(Natural language region descriptions)
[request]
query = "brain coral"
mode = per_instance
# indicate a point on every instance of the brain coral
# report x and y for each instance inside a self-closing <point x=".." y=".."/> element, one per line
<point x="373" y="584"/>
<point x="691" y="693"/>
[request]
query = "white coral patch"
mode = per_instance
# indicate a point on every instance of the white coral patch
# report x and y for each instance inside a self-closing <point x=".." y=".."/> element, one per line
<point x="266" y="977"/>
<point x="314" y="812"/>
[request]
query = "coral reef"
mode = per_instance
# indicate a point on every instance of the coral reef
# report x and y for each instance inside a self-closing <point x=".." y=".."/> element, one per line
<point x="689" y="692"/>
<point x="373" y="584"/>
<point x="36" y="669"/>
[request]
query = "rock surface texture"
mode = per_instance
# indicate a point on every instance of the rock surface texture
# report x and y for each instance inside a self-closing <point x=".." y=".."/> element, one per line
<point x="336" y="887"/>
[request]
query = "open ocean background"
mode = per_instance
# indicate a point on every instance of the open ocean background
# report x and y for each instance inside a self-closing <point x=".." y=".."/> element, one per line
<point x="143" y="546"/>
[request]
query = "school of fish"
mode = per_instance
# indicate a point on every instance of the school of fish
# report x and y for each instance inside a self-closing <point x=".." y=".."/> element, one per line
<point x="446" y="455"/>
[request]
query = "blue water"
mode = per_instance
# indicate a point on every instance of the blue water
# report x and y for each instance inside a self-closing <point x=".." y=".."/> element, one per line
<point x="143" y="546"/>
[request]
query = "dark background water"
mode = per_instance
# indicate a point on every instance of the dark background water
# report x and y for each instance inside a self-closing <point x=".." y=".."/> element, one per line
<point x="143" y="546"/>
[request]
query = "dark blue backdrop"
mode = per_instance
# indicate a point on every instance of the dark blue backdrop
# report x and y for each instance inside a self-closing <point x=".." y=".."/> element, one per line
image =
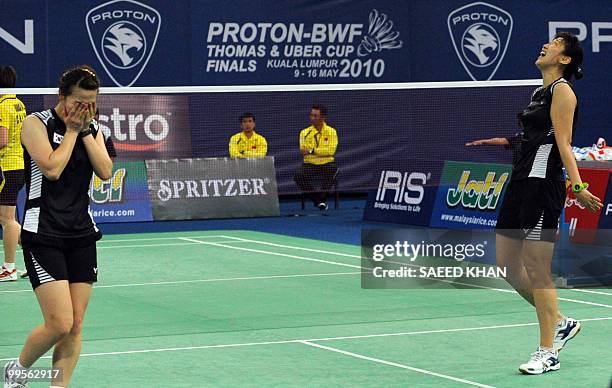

#### [The problem]
Go through the records above and copy each line where "blue" is found.

#### [Exercise output]
query = "blue water"
# indicate a point on every instance of the blue water
query = "dark blue backdrop"
# indicate a point on every instance of the dark blue backdrop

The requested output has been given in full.